Task objective:
Identify and copy every line of the items that contains the word "with", paying attention to case.

Record extracts:
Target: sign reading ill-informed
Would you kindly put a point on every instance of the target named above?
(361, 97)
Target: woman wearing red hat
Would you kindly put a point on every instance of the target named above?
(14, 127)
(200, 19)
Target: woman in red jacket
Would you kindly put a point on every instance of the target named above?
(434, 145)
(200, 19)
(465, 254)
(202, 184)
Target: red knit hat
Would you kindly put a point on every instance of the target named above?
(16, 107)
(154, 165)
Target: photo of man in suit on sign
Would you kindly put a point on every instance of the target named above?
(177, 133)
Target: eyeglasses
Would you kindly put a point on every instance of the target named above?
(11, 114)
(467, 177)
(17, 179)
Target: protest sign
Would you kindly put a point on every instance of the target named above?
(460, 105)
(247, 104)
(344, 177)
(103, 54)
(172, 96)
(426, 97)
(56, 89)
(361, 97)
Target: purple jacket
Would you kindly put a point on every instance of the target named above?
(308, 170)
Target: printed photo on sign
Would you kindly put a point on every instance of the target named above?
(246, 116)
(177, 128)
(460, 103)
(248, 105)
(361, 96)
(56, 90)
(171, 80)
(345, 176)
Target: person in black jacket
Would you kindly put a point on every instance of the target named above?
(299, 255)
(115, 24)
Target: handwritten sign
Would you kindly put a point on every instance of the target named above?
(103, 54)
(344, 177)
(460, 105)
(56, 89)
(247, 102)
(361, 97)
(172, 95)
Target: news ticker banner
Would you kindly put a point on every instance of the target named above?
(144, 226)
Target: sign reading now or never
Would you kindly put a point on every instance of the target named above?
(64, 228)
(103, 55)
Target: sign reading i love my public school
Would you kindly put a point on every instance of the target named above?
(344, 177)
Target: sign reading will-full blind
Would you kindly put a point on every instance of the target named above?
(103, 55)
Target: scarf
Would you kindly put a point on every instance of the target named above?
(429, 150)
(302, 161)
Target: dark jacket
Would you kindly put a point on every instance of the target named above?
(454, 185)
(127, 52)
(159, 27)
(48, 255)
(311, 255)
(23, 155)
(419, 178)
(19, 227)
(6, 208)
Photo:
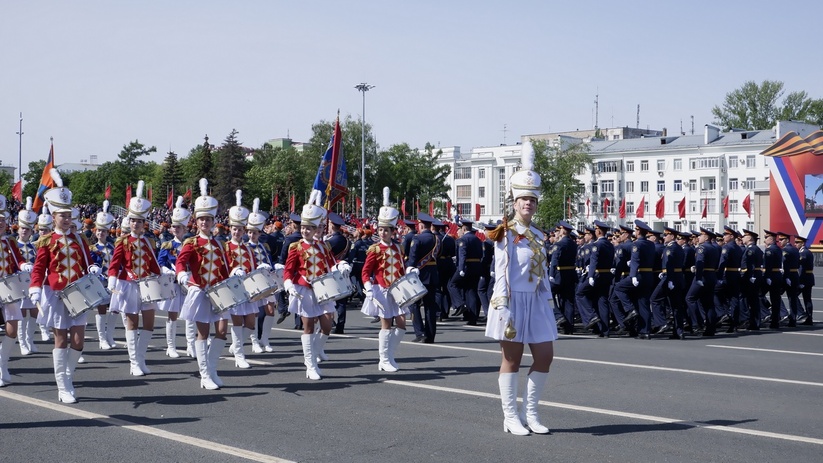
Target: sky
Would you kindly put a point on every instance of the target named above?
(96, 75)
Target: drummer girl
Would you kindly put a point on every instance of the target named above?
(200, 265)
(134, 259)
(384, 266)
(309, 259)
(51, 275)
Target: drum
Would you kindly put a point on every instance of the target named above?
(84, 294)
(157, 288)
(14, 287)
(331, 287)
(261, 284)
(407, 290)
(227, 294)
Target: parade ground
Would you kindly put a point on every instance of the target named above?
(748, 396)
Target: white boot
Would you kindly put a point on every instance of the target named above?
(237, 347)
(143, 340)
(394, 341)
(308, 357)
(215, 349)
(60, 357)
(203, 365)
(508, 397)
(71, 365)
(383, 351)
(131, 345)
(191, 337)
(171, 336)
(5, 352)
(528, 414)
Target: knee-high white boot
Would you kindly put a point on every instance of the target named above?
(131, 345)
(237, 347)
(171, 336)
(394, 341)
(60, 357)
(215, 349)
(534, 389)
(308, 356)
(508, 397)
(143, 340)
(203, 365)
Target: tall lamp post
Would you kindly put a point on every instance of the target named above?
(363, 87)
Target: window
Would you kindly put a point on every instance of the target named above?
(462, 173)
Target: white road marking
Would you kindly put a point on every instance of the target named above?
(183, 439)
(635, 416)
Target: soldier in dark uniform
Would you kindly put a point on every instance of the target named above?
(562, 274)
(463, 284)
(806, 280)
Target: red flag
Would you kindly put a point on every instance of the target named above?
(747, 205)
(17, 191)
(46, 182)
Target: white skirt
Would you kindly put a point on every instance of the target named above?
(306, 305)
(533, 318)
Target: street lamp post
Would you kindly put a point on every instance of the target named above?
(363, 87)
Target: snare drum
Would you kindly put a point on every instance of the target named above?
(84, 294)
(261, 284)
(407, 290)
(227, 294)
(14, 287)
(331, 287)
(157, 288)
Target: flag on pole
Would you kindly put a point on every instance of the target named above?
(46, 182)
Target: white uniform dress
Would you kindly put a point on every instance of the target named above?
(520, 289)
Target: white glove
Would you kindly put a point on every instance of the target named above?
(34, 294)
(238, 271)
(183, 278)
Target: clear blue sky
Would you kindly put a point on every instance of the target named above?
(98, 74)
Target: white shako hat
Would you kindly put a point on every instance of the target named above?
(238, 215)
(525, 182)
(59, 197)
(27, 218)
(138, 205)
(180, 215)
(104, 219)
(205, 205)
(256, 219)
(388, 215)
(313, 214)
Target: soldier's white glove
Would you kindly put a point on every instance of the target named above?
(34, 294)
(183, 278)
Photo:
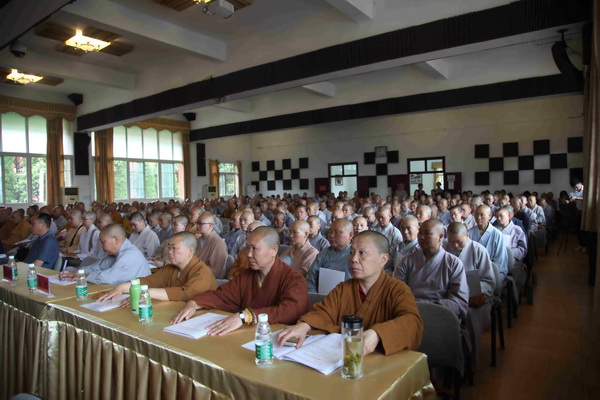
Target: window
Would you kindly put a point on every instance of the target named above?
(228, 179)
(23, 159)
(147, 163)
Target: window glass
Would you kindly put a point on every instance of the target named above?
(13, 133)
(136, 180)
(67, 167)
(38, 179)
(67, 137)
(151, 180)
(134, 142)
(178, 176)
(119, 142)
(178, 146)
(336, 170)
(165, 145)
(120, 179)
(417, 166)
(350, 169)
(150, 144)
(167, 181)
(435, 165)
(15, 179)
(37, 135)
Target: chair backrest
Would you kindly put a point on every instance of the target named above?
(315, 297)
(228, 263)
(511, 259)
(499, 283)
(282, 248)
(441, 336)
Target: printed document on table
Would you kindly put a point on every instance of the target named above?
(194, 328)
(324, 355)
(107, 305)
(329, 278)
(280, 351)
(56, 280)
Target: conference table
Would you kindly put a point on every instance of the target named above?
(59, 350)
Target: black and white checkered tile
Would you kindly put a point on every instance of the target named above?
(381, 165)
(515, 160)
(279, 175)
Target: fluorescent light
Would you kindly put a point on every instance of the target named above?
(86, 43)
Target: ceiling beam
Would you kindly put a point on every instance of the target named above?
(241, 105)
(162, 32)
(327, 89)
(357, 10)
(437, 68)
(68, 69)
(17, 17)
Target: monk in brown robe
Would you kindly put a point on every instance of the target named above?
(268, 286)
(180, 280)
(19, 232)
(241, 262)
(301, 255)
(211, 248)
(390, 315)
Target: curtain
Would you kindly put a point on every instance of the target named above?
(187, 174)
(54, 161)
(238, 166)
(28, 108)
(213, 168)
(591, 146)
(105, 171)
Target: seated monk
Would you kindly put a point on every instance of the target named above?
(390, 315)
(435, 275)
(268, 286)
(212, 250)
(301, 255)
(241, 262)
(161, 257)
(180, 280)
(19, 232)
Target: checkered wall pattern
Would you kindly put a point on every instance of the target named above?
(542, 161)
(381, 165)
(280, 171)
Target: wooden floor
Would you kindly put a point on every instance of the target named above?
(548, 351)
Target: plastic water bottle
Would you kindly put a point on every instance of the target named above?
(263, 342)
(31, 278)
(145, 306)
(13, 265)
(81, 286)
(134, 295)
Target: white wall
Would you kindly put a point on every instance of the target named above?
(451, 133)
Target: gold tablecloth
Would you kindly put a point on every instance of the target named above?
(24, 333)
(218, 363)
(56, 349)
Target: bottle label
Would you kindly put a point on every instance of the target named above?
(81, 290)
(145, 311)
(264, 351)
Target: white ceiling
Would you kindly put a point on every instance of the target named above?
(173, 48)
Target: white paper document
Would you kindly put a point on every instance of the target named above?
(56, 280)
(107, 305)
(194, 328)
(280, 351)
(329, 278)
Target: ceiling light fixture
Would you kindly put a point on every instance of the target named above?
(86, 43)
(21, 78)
* * *
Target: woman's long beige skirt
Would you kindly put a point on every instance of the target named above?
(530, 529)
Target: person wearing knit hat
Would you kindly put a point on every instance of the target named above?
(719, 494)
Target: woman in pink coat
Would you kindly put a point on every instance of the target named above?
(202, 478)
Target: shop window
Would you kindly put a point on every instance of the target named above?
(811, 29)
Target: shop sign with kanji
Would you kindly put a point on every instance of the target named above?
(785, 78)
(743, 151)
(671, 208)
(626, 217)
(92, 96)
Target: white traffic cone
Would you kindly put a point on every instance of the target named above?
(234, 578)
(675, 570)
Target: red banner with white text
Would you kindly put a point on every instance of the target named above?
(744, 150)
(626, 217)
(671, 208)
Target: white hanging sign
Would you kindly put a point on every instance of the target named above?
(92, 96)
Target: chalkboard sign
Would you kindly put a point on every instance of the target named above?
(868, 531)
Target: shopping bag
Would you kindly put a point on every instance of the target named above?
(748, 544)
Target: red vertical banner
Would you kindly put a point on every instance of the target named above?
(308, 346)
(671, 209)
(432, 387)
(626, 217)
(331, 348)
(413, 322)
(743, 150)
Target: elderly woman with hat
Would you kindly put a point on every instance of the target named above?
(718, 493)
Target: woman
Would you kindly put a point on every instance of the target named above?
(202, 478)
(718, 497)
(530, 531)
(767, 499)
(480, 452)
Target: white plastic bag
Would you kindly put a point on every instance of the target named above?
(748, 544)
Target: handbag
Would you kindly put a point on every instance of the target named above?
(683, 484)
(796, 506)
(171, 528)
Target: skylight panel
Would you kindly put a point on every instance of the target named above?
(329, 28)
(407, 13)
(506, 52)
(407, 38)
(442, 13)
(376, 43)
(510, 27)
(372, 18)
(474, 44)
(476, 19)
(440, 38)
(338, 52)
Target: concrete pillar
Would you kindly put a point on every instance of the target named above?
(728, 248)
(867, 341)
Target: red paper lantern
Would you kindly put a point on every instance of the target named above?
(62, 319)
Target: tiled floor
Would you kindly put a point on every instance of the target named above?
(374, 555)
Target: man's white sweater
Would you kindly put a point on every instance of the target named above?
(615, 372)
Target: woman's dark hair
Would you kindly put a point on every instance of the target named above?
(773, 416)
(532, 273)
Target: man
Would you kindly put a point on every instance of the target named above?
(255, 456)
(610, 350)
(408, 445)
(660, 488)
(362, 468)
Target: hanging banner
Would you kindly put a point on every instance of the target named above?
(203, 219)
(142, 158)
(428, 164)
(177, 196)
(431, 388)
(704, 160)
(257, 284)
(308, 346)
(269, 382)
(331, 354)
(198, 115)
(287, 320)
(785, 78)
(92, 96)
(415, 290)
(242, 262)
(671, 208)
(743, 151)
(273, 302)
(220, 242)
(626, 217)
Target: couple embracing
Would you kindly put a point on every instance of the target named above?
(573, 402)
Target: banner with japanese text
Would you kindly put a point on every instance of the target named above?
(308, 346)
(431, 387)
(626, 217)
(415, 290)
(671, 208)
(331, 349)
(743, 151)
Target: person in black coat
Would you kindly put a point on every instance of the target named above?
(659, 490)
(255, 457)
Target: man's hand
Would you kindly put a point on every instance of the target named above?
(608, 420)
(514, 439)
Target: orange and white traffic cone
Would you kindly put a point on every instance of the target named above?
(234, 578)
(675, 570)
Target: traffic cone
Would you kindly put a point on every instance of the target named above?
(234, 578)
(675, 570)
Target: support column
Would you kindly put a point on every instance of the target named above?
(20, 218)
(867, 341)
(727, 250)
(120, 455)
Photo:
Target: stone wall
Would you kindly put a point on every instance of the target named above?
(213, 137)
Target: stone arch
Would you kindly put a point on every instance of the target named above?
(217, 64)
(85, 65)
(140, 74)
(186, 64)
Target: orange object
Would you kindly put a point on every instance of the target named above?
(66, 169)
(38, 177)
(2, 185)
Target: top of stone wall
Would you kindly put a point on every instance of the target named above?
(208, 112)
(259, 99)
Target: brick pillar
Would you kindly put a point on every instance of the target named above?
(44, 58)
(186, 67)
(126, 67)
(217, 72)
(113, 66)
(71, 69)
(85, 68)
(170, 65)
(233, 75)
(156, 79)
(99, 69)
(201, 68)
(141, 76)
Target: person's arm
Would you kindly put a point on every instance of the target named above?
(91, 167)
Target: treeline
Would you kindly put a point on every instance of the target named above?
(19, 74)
==
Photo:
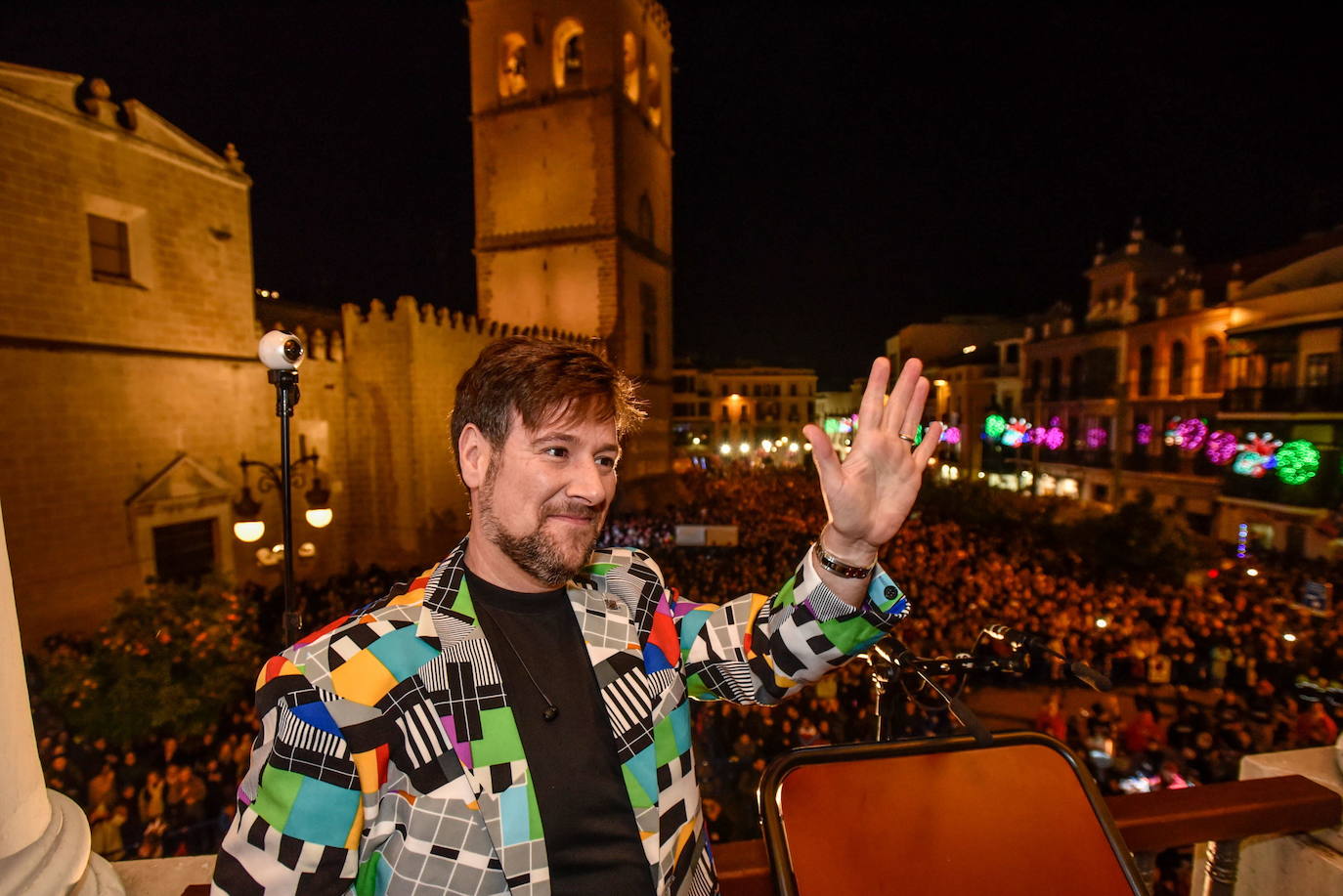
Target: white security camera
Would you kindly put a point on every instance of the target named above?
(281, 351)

Result of the exercise:
Target: shop sign with kanji
Target: red banner with white text
Target: elderly woman with hat
Target: banner with japanese text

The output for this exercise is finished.